Le 15 février, un important référendum aura lieu, au Venezuela, pour en amender la Constitution. La question centrale de cet amendement est la levée de la limitation du nombre de mandats que peut effectuer le président du pays.
Hypocrisie des capitalistes et de l’impérialisme
Cet amendement constitutionnel est présenté par les capitalistes comme un pas en direction d’un régime dictatorial. Chavez est accusé de vouloir être « Président à vie ». C’est une idée parfaitement absurde, qui s’inscrit dans la campagne de mensonges et de déformations que les médias occidentaux mènent contre la révolution bolivarienne, depuis le début.
Les réactionnaires et les impérialistes s’écrient : « Chavez est autoritariste ! » C’est pure hypocrisie. Ce que propose ce référendum, ce n’est pas de faire de Chavez un « président à vie », ni même de prolonger d’un seul jour la durée de son mandat. Ce qui est proposé, c’est que le peuple vénézuélien puisse avoir le droit de voter pour Chavez aux prochaines élections présidentielles. Les gens doivent avoir le droit de voter pour le candidat de leur choix. C’est un droit démocratique élémentaire, que nous défendons. Qui plus est, le référendum propose que cette règle s’applique à tous les maires et gouverneurs régionaux.

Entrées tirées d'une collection
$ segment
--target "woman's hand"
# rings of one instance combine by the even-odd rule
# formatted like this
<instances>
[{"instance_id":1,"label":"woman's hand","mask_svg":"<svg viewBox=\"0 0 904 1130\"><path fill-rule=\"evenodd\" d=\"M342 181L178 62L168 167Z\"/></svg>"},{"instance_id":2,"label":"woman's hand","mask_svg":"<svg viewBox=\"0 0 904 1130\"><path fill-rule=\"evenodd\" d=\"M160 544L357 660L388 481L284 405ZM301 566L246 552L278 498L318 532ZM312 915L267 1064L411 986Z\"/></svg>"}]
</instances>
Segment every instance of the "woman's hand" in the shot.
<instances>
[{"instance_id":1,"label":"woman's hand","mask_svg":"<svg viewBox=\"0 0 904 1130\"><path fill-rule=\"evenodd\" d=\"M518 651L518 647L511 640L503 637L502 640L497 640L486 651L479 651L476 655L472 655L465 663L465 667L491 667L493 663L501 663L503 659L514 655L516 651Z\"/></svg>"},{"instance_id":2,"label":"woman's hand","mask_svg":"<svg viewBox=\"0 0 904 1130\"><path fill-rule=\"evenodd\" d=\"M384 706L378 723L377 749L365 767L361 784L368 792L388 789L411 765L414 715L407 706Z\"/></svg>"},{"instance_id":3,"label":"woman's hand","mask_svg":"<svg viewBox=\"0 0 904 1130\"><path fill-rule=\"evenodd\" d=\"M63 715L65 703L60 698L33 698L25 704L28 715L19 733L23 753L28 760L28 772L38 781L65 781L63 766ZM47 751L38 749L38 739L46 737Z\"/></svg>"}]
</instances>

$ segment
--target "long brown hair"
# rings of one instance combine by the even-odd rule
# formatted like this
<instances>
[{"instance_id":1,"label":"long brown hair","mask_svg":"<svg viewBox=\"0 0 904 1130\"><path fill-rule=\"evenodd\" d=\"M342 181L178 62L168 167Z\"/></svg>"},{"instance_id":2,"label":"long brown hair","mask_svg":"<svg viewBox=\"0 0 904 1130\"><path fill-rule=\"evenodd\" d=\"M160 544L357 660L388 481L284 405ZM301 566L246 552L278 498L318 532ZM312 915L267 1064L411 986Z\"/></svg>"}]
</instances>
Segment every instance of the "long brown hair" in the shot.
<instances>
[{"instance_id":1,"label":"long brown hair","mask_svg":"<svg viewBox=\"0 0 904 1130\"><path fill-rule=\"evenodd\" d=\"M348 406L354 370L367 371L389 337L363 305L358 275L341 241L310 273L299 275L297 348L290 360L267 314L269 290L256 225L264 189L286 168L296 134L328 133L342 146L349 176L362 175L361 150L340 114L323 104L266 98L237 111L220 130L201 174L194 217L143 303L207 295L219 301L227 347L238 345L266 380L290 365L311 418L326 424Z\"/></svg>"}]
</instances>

Objectif du travail:
Prolongez, s'il vous plaît, le texte sur le référendum constitutionnel au Venezuela à partir de sa dernière phrase. Les données n'interviennent pas dans ce travail.

Résultat du travail:
Dans certains pays européens qui se targuent d’être des démocraties, le chef de l’Etat n’est jamais élu. C’est le cas de l’Espagne, où le roi Juan Carlos n’a jamais été élu par personne, mais a été nommé par le dictateur Franco. Et pourtant, ce Bourbon pense avoir le droit de demander au président du Venezuela – qui a été réélu avec une large majorité – de « la fermer ».
A quelle sorte de « démocratie » avons-nous affaire, lorsque le chef de l’Etat n’est pas désigné par une élection, mais par le hasard d’une naissance ? La même remarque s’applique à la Grande-Bretagne, la Belgique et d’autres pays qui prétendent être des démocraties. Par ailleurs, en Grande-Bretagne, il n’y a pas de limite au nombre de mandats que peut effectuer un Premier ministre. Il en va de même en France, en Espagne et ailleurs. Cela ne fait même pas débat. Mais dans le cas du Venezuela, cela provoque une levée de boucliers de la réaction. Pourquoi ? La réponse est évidente : ils ne veulent pas que Chavez puisse se présenter aux élections parce qu’ils craignent qu’il l’emporte.
Un moment crucial
Ce référendum se tient à un moment crucial de la révolution vénézuélienne. Après dix années de révolution, les contradictions sont plus aiguës que jamais. La masse des pauvres, des jeunes et des travailleurs s’est mobilisée de nombreuses fois pour sauver la révolution et défendre ses conquêtes. A plusieurs reprises, ces mobilisations ont fait obstacle à des offensives ouvertes de la contre-révolution (le coup d’Etat d’avril 2002, le lock-out patronal de décembre 2002, etc.)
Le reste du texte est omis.